↓↓↓

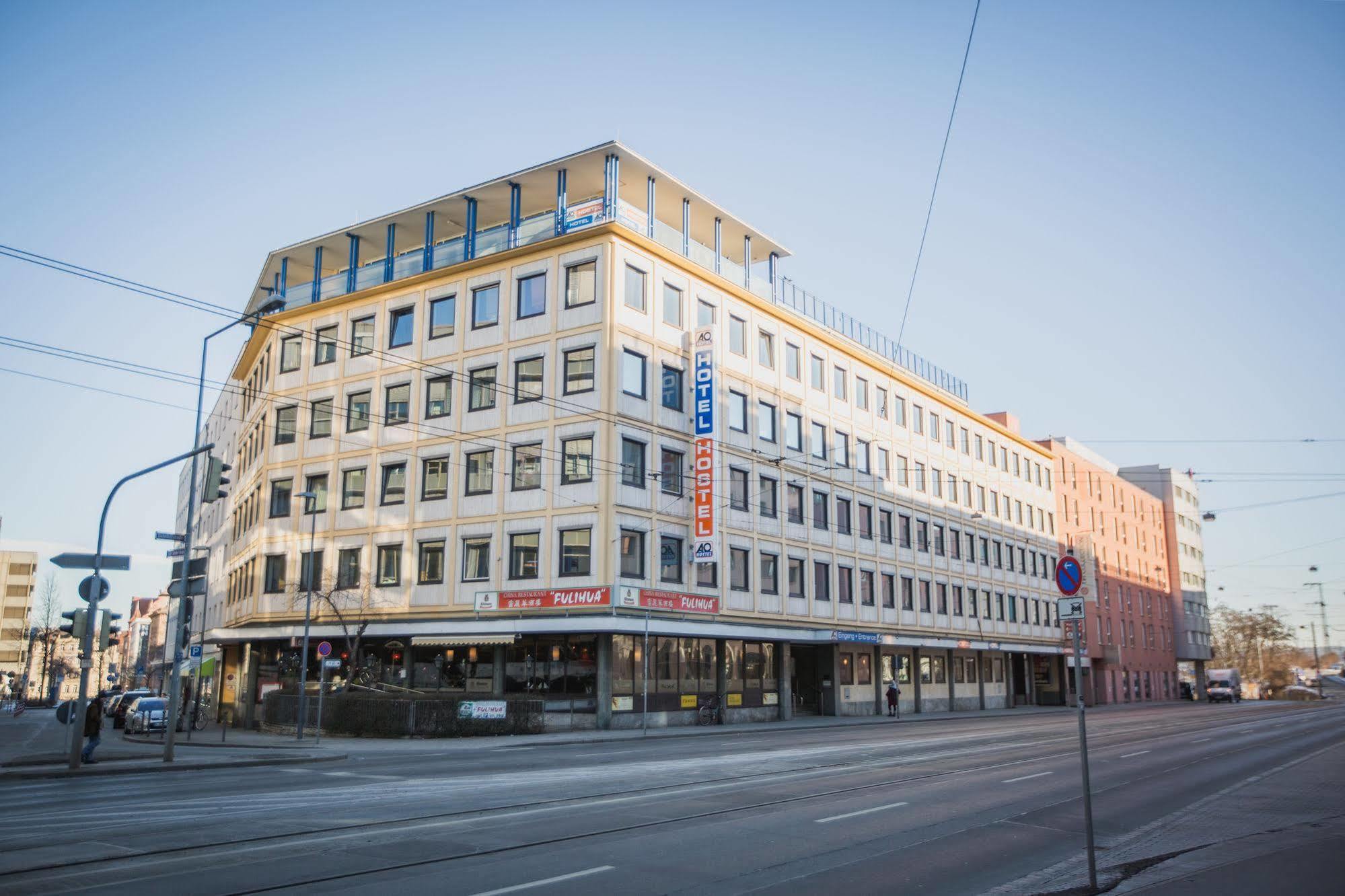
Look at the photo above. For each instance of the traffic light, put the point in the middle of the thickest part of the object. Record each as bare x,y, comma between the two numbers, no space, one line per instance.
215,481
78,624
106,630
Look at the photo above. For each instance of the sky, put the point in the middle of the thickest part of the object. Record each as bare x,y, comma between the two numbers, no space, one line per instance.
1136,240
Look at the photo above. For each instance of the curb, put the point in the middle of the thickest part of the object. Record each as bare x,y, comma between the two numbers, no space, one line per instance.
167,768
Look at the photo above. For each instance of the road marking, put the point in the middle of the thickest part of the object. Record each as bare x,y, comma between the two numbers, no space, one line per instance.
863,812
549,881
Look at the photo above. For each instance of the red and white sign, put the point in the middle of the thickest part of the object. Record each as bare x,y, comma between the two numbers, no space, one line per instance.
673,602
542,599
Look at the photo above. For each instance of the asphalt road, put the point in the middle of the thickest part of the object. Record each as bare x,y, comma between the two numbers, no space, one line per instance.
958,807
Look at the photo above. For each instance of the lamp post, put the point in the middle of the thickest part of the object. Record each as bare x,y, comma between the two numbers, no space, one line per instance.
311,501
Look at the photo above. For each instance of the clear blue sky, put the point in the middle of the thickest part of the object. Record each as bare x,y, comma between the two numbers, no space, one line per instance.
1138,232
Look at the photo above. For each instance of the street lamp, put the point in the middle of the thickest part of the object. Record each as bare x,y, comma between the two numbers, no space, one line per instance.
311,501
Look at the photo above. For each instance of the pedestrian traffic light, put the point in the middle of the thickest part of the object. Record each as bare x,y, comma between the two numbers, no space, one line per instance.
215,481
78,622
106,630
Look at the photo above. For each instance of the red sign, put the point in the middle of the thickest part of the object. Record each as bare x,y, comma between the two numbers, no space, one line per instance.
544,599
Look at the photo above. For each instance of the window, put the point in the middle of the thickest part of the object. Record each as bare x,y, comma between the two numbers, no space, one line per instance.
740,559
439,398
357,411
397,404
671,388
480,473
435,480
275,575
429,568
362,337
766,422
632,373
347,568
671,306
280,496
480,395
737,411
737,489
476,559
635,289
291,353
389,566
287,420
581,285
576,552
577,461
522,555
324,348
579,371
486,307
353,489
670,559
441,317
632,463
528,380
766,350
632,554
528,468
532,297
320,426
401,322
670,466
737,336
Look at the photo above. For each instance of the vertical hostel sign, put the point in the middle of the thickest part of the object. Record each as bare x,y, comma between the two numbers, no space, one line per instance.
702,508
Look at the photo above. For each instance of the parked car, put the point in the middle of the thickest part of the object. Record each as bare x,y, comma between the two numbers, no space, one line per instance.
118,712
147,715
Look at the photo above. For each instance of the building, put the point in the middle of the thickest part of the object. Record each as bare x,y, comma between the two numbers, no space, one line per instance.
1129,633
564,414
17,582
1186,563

↑↑↑

▸ **Problem details**
Replace every "thickest part" in the listing above with "widest part", and reproduce the listing with nothing else changed. Omit the pictures.

▸ **Exercise answer**
Look at the photo above. For each instance of the traffic light, put the point in the middle of the widest part of the object. Record each as bare x,y, comma between the two numbers, no space, one line per instance.
215,481
78,624
106,630
Look at the photo above. For each instance of the sky, put the point in the middle of the widest part of the object. Record each as bare x,y, comma between the two numbers, no space, one line per instance.
1136,240
Look at the photo above. For each instance of the curb, put the point in the middle of the widest part of the object. Record each as bare x,y, comma between the two numbers, no space, one line per instance.
167,768
Look at the photo above. For each instance of the road marking, put the point in the middle of the widest part of the object. Record each as bare x,y, comma between the two numbers, no space, one line per instance.
863,812
549,881
Look at the photo above. For each instance of the red and white sign, put the point in the middle of the widest part of the object. Record each as bare x,y, comma between the two numbers, no space, one line per instance.
673,602
542,599
Look at the photo above. For each instance of the asphalt road, put the point in the middle of the widest part of the object. Record each as bare x,y, comma between the two numbers, no space, one line per instance.
958,807
Look at the photo above. For each instance of the lamp post, put the point in the middle of the widest part of the object. Record each as bare x,y, comma between the two numbers, no space, one line per instance.
311,501
Look at the photo above. For each instance of the clear blue sky, put the point in the middle of the widest part of the object. Record each as bare x,y, comma between the two numbers, no space, one line per instance.
1138,232
Look at the photo above. For each instance of the street lamp, put the point in the middle of the widest part of the object. Record each as bare x,y, comma between the two numbers, no space, one line per instance.
311,501
Look at the photo above. For each instance of the pedestrian traffic light, put the point in the middle of the widest part of the object. Record each as bare x,y, comma between the two numbers, no space, one line per instance.
215,481
78,622
106,630
Look at the photo above. For each instance of the red sign, put the point in the middle of the widest part of the object. Record each as bare x,y, comma between the two numbers, no space, one line per instance.
544,599
Look at the photo above. For each instance of the window, put the point in the middle of the widest part of the object. Record each as bare x,y, comma between the two numbers, no space, one line per instance.
740,559
439,398
357,411
397,404
671,388
480,473
435,480
275,575
429,568
362,337
766,422
632,373
347,568
671,306
280,496
480,395
737,411
737,489
476,559
635,289
291,353
389,566
287,420
581,285
576,552
577,461
522,555
324,348
579,371
486,307
353,489
670,559
441,317
632,463
528,380
766,350
632,554
528,468
532,297
320,426
401,322
670,466
737,336
Look at the photo above. For each instance of the vertical hostel sign, put the point in the middle of the widest part of the object. Record each as bare x,y, comma between the two numbers, no space, one line per instance.
702,508
Look at the photo above. For each instance of the parked car, put the point in the middle of the widest part of the object. Record each as bare x,y, comma between the two numbers, no space, one line per instance.
118,712
147,715
Look at the photo above. For each instance of the building, put the point in the middle of the widest part of the object. Record each as bare x,y, comma between the two numbers, no space, one line per instance.
1129,633
564,414
17,582
1186,563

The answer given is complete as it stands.